● PROBLEM TO WORK ON
Every record below should be printed exactly as given.

● GIVEN ENTRIES

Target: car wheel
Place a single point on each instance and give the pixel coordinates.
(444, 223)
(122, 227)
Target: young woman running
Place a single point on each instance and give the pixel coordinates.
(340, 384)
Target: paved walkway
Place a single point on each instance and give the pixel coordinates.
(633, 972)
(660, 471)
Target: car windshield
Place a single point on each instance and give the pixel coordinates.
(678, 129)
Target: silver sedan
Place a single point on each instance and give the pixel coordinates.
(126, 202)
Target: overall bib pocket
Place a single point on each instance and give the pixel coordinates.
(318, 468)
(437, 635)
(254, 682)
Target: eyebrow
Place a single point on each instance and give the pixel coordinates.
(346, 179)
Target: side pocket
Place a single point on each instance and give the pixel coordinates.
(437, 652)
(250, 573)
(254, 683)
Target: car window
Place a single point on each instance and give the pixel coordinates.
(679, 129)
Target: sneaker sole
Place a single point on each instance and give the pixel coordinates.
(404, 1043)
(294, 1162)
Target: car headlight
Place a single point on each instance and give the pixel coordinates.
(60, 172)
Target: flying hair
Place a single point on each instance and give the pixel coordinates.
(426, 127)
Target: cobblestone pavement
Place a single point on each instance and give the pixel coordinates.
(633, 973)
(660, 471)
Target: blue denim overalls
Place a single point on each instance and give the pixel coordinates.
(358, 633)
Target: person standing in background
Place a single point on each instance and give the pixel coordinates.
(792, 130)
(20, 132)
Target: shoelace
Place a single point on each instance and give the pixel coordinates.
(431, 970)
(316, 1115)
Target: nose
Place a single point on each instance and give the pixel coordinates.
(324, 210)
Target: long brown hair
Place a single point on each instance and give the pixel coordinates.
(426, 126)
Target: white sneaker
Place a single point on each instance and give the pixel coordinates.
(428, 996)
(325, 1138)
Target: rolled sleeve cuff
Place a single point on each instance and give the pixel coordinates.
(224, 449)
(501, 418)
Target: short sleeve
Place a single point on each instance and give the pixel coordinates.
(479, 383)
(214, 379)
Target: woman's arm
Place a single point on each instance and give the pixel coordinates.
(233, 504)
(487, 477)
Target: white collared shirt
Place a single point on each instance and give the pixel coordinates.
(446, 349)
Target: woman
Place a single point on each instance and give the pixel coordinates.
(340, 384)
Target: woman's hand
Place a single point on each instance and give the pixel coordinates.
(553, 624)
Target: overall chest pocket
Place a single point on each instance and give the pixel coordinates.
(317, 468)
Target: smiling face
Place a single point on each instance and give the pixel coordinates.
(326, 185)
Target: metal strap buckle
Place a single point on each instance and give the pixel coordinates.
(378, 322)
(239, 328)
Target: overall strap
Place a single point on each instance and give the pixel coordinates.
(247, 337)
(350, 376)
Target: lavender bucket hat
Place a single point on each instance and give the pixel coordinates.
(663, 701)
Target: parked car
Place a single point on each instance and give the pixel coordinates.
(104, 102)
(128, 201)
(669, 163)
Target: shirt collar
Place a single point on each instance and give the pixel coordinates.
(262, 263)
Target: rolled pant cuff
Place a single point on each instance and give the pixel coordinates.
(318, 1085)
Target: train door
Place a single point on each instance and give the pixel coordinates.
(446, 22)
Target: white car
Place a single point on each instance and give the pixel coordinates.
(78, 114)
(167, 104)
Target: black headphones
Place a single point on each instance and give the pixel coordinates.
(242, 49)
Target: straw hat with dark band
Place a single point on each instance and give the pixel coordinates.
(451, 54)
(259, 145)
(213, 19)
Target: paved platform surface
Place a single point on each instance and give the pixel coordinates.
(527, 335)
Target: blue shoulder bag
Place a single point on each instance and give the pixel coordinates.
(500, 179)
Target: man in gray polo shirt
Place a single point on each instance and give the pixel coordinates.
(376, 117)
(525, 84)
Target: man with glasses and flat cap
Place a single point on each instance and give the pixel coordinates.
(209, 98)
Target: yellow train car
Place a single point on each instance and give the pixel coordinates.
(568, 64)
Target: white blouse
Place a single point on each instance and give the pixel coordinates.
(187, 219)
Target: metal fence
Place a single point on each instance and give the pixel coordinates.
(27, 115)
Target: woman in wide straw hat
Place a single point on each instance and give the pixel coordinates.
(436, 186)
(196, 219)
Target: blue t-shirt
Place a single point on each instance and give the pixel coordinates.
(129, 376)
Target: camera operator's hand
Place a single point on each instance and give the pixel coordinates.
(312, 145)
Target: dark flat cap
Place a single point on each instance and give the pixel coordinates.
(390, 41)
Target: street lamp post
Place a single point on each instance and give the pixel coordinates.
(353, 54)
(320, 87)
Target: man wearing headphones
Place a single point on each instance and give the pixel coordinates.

● EXERCISE ANSWER
Target: car wheel
Place a single point on each instance and give the pixel coordinates.
(444, 223)
(122, 227)
Target: young woman running
Place a single point on each instance and give the pixel coordinates.
(340, 384)
Target: paved walkway
Place a single point on each instance and give the pixel coordinates.
(633, 972)
(660, 471)
Target: car windshield
Place a single point on each instance and give the pixel coordinates.
(678, 129)
Target: silver sedan
Place a single point on each instance and give the pixel coordinates.
(126, 202)
Target: overall bib pocket
Place a single point on each instance and give the pixel coordinates.
(318, 468)
(437, 635)
(254, 682)
Target: eyebrow
Place a single point on each instance and give the pixel coordinates.
(346, 179)
Target: side pocket
Place a single point on each instance and give the pixel coordinates.
(437, 652)
(250, 573)
(254, 683)
Target: car window
Place a single point on each instance and give the pixel coordinates.
(679, 129)
Target: sneaker sole
Place a single point on each instance and give the pixel coordinates.
(404, 1043)
(294, 1162)
Target: car headlight
Place a single point on each instance and give the pixel coordinates.
(60, 172)
Target: flying hair
Place a single point on each instance and give the pixel coordinates.
(426, 127)
Target: cobblestone pavement
Place a single point on each instance and give the pixel coordinates.
(633, 973)
(660, 471)
Target: blue denim overalls
Place a single point on each instance and give the pixel coordinates.
(358, 633)
Target: person standing in background
Place a single point on each instance and give the pixel coordinates.
(792, 130)
(20, 132)
Target: shoelace
Place a single point on each instance and give the pixel coordinates.
(431, 970)
(316, 1115)
Target: nose
Place a single point on each instance and give the pixel coordinates.
(324, 210)
Target: long brown hair
Place a single point on each instance and give the pixel coordinates.
(426, 126)
Target: white sneaker
Place a single point on each instance and give the pixel coordinates.
(428, 996)
(325, 1138)
Target: rolled sleeve cuff
Place a single point on each instance and give the pixel coordinates.
(224, 449)
(501, 418)
Target: short sleeve
Place a single point on each instance and give the pixel coordinates.
(479, 383)
(214, 379)
Target: woman's arm
Place a single point on each instance and give the pixel coordinates.
(233, 504)
(487, 477)
Target: white collared shirt
Place a single point on each instance and give the pixel coordinates.
(446, 349)
Target: woman
Place a single point on each instance and give the pixel coordinates.
(340, 384)
Target: woman's hand
Place a single point on each instance and give the pixel coordinates.
(553, 624)
Target: overall chest pocket
Place a single point on each instance and give the pixel coordinates.
(317, 468)
Target: smiling face
Place a single point on each instance and give the pixel coordinates.
(326, 185)
Target: metal strap buckle
Place a single point on each instance and give the pixel coordinates.
(378, 322)
(239, 328)
Target: overall strap
Place a single point on each instance and give the pixel coordinates.
(247, 337)
(350, 376)
Target: lavender bucket hat
Place a single point on each instance and give the pixel coordinates.
(663, 701)
Target: parked car
Place a single point on each instance and give the pixel coordinates.
(104, 102)
(128, 201)
(669, 163)
Target: shirt collar
Place a single point on each instance and give the pixel coordinates.
(262, 263)
Target: rolled pant cuff
Place a single point on each instance and give the pixel coordinates.
(318, 1085)
Target: train door
Place a single point on each instance and give the pixel coordinates.
(446, 22)
Target: white car
Place a single point on each instance and give the pixel coordinates.
(78, 114)
(167, 104)
Target: black headphones
Place a single point on each instance and give the pixel coordinates.
(242, 49)
Target: straw hat with dark band
Place a single point on each instance and give the pixel coordinates.
(451, 54)
(259, 145)
(213, 19)
Target: paved platform surface
Place a single point on each instance and give the pixel coordinates.
(527, 335)
Target: blue shoulder bag
Place a single point on each instance and give the pixel coordinates.
(500, 179)
Target: man in gray polo shirt
Place a single point on each instance and give the pixel coordinates.
(376, 117)
(525, 84)
Target: man with glasses and flat cap
Place a single point on each instance and give the pixel coordinates.
(209, 98)
Target: yellow train car
Place a single point on each instance and give the pixel coordinates.
(568, 64)
Target: white blouse
Place a single point on each instance and give the pixel coordinates.
(187, 219)
Target: metal fence
Place a single point on each instance and give the pixel coordinates.
(27, 115)
Target: woman in wide straw hat
Place a single point on each instance and give the pixel coordinates.
(436, 186)
(196, 219)
Target: blue t-shirt
Place a single point on each instance and give the pixel coordinates.
(129, 376)
Target: camera operator's hand
Place a single point on each instance and give the pixel coordinates.
(312, 145)
Target: dark flat cap
Place a single point on each instance and give the pixel coordinates.
(390, 41)
Target: street lamp post
Place a single point on each instance and give the pixel coordinates.
(353, 54)
(320, 87)
Target: man wearing headphones
Place a single point on each instance and give the pixel coordinates.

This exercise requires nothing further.